» **Problem requirements**: Find each line in the listing below that contains the word "turf" and copy those lines in full.

◇ ◇ ◇ ◇ ◇

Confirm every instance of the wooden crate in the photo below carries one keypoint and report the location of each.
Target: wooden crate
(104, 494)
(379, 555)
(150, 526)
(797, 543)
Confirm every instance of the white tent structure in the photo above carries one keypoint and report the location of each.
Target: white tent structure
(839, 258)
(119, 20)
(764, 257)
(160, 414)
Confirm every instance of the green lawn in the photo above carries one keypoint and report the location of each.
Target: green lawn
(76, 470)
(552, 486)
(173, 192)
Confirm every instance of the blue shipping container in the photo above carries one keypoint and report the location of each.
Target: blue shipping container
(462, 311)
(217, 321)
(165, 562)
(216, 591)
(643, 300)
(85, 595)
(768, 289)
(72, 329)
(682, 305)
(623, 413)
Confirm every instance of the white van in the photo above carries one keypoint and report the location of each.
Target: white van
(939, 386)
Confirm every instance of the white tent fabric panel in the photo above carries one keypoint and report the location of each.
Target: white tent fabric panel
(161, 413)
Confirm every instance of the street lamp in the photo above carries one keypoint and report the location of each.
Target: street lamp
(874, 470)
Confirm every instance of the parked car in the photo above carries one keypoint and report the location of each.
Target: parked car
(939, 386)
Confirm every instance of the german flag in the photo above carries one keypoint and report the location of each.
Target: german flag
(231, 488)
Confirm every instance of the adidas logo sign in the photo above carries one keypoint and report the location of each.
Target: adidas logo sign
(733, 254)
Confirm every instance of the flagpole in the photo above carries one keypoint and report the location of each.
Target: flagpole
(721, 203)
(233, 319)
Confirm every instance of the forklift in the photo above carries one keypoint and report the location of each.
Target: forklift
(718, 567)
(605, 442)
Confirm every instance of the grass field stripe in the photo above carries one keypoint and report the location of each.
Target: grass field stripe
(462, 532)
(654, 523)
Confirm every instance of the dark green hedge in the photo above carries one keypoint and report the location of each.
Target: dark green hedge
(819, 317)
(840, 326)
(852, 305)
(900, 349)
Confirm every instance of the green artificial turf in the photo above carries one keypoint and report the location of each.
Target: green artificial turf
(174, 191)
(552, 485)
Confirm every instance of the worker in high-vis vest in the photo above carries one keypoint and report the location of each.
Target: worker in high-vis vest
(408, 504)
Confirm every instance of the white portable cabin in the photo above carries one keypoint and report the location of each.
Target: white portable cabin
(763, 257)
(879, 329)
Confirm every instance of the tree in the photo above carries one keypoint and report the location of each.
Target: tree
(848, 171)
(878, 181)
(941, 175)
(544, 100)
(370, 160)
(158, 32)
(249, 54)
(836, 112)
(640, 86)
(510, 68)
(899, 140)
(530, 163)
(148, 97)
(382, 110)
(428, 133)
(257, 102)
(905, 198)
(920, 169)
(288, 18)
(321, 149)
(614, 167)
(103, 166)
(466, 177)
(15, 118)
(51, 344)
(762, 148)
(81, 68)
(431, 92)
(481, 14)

◇ ◇ ◇ ◇ ◇

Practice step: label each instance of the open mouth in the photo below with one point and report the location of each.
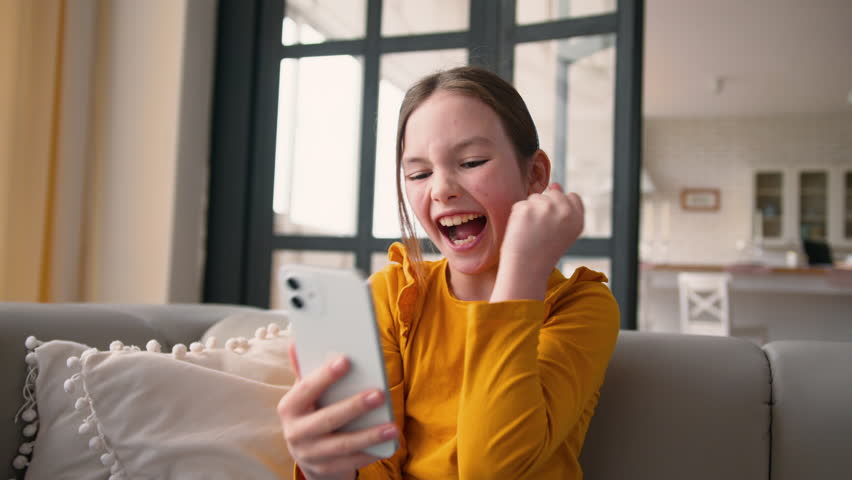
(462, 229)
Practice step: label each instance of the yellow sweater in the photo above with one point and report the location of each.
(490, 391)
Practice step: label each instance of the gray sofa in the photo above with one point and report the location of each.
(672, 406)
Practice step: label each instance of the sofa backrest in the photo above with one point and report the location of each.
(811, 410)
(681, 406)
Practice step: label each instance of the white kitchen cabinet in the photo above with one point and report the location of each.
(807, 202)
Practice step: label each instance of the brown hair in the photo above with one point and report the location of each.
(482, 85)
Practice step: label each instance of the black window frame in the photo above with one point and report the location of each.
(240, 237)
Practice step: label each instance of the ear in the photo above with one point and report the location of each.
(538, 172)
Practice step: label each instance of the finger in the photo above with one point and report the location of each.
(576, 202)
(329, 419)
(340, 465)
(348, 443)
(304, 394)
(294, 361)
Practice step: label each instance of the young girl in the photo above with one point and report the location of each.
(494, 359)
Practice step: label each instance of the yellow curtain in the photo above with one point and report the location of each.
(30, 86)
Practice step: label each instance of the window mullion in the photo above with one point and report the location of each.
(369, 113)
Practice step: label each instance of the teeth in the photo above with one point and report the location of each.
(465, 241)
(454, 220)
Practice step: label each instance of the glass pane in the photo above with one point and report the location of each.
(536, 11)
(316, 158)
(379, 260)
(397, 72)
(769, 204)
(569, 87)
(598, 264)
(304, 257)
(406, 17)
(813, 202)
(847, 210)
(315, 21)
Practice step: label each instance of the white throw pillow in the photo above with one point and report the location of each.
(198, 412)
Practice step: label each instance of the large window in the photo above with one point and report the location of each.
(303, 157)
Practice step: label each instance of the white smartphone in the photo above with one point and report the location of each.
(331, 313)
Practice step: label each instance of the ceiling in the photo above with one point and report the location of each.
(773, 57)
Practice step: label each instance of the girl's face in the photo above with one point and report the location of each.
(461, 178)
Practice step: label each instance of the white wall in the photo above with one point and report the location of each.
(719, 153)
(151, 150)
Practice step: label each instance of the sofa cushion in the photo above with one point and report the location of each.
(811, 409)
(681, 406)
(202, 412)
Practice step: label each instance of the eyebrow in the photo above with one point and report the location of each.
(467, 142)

◇ ◇ ◇ ◇ ◇

» **In response**:
Confirm every instance of the green artificial turf in the photo above carries one keypoint and report the location of each.
Target: green artificial turf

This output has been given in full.